▸ Dataset records:
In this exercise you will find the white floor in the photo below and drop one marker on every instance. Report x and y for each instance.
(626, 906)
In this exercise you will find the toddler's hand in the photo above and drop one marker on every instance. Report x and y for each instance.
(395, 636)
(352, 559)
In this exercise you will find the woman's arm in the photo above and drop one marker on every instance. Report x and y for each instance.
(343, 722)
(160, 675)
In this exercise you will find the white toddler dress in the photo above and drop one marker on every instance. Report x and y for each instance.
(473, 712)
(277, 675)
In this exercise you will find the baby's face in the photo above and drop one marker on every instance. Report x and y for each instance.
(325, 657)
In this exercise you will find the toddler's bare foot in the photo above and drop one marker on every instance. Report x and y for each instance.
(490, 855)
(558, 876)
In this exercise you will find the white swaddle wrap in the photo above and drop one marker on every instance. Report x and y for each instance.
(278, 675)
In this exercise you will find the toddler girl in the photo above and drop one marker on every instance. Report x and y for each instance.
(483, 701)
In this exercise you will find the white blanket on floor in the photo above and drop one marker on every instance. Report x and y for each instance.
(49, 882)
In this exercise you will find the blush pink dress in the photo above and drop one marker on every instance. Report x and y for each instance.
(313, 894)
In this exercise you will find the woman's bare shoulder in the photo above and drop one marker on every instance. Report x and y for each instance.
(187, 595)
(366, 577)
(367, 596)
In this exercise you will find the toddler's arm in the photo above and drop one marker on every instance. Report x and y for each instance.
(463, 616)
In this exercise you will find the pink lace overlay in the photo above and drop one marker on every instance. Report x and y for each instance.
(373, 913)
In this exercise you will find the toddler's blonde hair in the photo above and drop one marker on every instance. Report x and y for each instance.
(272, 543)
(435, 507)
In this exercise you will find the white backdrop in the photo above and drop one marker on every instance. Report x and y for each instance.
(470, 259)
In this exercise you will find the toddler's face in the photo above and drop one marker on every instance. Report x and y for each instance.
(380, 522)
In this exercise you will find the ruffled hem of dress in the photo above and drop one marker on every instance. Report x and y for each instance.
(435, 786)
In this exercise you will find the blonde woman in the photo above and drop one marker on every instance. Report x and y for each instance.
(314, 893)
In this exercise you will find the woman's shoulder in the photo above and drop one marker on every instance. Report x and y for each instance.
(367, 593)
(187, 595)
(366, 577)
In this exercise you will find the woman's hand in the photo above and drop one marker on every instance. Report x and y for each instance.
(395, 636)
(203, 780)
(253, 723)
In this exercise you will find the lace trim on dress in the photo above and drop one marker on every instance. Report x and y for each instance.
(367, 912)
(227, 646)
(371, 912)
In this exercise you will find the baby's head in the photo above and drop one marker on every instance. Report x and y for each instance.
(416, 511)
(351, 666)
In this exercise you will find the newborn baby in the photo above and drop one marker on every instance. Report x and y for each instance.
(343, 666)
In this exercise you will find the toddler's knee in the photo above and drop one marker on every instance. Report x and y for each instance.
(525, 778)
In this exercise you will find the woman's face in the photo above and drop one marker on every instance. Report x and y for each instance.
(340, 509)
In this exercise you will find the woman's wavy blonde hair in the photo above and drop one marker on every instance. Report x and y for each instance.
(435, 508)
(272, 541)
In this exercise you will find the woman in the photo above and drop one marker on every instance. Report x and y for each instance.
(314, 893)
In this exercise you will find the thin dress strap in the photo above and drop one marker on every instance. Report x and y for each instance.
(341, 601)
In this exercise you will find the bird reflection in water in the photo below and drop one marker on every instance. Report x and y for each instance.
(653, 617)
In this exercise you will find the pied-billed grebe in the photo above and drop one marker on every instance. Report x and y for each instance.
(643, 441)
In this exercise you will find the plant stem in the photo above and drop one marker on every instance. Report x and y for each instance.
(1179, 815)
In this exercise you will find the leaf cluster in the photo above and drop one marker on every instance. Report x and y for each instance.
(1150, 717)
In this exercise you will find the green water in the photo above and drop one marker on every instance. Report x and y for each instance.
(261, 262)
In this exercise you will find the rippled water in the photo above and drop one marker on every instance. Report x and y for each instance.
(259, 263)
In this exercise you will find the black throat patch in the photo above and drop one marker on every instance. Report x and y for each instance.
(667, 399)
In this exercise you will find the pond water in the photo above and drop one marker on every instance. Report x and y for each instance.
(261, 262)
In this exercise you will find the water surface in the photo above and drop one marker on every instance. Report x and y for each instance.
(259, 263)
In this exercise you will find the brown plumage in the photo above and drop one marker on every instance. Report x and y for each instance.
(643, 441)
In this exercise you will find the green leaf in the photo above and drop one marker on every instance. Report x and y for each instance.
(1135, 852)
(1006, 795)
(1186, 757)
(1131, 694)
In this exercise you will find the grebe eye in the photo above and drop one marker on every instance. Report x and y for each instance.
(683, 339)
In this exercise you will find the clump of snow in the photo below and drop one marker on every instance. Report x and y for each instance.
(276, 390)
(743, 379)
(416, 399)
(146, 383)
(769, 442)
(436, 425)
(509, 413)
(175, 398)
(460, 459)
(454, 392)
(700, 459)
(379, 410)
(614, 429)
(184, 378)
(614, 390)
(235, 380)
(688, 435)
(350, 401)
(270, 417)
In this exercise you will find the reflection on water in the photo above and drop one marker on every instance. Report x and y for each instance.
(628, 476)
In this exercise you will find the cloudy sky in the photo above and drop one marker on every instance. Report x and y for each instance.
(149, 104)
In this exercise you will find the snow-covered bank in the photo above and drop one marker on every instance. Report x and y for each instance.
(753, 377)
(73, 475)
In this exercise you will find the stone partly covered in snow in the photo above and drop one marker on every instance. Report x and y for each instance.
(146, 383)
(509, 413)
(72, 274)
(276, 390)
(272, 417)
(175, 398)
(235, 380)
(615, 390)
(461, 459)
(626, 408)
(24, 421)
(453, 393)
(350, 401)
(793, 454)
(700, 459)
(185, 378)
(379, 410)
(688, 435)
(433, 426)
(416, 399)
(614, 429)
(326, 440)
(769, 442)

▸ Required work:
Give again, word for word, everything from the line that contains "In this exercise you will find the grebe" down to the last of the lines above.

▸ Output of the exercise:
In this exercise you will find the grebe eye in the photo above and drop one marker on every instance. Report x and y for each instance.
(683, 339)
In this exercise you will find the clump of snow in the photo below and drop one marker on every instance. Report x and y for each instance.
(276, 390)
(743, 379)
(416, 399)
(146, 383)
(769, 442)
(436, 425)
(509, 413)
(175, 398)
(460, 459)
(454, 392)
(700, 459)
(379, 410)
(614, 429)
(184, 378)
(614, 390)
(235, 380)
(688, 435)
(350, 401)
(270, 417)
In this exercise you will find the reflection on water in the photo above and drop one marker on every instance. Report x and y for each instance.
(628, 476)
In this exercise you will find the cloudy sky in the photo above and drop one marker on every instance. Report x and y for each instance.
(149, 104)
In this exercise you will find the snow-covered bank in the photo above and drop one marker on every instance. Report x and y for each instance.
(753, 377)
(73, 475)
In this exercise you will find the stone partly covered in snow in the photo above and drop one marker on every instance. Report x and y for each instance.
(146, 383)
(509, 413)
(72, 274)
(276, 390)
(272, 417)
(175, 398)
(235, 380)
(615, 390)
(461, 459)
(626, 408)
(24, 421)
(453, 393)
(350, 401)
(793, 454)
(700, 459)
(185, 378)
(379, 410)
(688, 435)
(433, 426)
(416, 399)
(614, 429)
(326, 440)
(769, 442)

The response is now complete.